- **GIVEN ENTRIES**
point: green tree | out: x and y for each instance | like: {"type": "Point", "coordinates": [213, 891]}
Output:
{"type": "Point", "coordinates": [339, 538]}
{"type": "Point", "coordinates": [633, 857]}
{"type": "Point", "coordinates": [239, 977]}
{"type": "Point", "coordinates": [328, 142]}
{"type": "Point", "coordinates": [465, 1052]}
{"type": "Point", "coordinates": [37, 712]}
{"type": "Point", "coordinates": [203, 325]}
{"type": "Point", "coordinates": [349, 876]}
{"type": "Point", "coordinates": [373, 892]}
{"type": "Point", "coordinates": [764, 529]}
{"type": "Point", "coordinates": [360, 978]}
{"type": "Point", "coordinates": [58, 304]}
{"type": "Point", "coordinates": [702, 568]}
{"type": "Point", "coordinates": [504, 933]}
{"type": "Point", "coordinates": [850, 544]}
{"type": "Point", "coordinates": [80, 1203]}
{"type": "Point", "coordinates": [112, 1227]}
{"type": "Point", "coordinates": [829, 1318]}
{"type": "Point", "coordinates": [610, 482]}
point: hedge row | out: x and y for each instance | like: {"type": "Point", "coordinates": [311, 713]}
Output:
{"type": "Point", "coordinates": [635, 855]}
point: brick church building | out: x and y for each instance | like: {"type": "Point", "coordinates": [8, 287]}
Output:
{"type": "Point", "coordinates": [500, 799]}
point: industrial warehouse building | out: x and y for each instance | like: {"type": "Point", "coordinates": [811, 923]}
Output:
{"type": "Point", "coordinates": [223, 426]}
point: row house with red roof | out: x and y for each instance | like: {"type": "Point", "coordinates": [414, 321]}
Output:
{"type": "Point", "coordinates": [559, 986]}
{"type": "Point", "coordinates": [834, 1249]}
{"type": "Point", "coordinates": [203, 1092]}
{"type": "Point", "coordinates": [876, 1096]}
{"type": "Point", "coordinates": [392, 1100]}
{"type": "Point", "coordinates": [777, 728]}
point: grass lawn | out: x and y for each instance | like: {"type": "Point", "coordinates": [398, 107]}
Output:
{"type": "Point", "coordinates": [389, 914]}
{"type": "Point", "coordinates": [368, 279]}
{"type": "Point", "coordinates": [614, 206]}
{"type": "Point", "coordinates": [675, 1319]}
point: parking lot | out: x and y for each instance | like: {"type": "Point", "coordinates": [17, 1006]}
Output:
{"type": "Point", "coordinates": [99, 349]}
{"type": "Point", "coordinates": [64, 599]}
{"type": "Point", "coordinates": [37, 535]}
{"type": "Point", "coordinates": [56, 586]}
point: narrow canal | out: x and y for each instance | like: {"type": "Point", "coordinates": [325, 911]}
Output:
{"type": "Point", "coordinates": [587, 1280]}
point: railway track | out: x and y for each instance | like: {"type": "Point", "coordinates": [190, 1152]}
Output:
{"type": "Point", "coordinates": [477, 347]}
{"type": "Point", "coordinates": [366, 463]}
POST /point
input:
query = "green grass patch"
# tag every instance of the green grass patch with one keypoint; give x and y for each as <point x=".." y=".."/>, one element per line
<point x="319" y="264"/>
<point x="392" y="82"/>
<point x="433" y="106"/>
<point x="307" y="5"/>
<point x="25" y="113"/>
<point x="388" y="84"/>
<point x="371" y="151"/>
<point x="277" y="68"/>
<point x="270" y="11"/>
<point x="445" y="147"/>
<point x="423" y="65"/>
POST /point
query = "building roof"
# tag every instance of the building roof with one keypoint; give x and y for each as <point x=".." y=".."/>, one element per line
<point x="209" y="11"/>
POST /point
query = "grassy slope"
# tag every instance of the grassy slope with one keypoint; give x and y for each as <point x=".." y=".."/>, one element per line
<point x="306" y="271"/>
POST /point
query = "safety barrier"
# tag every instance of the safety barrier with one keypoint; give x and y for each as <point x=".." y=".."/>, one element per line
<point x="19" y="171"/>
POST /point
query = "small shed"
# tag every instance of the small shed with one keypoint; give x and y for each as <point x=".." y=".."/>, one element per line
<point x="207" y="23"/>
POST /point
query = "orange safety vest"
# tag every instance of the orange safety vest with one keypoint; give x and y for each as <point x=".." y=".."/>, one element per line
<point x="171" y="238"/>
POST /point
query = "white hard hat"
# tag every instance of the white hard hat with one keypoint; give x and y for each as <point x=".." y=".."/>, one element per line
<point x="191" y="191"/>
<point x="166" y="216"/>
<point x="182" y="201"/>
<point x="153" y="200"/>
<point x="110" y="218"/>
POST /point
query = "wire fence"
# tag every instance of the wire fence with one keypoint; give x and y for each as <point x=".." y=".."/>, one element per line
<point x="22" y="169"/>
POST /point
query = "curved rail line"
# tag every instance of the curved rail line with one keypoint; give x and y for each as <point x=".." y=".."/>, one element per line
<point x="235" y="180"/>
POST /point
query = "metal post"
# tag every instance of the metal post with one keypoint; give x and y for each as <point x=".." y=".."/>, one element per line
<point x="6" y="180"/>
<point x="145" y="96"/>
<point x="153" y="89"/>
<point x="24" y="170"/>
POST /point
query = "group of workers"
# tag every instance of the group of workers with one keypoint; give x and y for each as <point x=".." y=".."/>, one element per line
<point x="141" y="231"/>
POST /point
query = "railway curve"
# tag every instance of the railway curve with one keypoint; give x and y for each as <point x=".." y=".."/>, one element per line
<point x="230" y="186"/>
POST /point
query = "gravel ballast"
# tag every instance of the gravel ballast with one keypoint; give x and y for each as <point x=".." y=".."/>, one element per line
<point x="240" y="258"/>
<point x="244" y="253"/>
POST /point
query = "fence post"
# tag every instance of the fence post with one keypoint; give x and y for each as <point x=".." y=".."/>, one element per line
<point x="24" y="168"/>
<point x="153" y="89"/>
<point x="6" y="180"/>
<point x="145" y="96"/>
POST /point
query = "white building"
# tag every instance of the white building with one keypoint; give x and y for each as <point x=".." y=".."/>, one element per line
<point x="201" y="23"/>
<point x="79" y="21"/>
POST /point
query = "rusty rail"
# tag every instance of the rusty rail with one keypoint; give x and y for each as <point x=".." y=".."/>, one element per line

- **PROBLEM STATEMENT**
Looking at the records above, which lines contain "like"? Copy those lines.

- **YOUR RESPONSE**
point: green tree | out: x and y for each instance | like: {"type": "Point", "coordinates": [213, 891]}
point: hedge row | out: x and y for each instance | like: {"type": "Point", "coordinates": [311, 713]}
point: brick church building | out: x and y for each instance | like: {"type": "Point", "coordinates": [8, 287]}
point: industrial warehouse building | out: x and y for each instance | like: {"type": "Point", "coordinates": [811, 923]}
point: row house with red roof | out: x and y for each instance | like: {"type": "Point", "coordinates": [414, 321]}
point: grass lawn | out: x and y for each instance | like: {"type": "Point", "coordinates": [398, 107]}
point: parking lot | out: x and y for each instance | like: {"type": "Point", "coordinates": [17, 1006]}
point: narrow canal | out: x and y for each instance | like: {"type": "Point", "coordinates": [325, 911]}
point: railway track | out: x and y for each instance | like: {"type": "Point", "coordinates": [190, 1152]}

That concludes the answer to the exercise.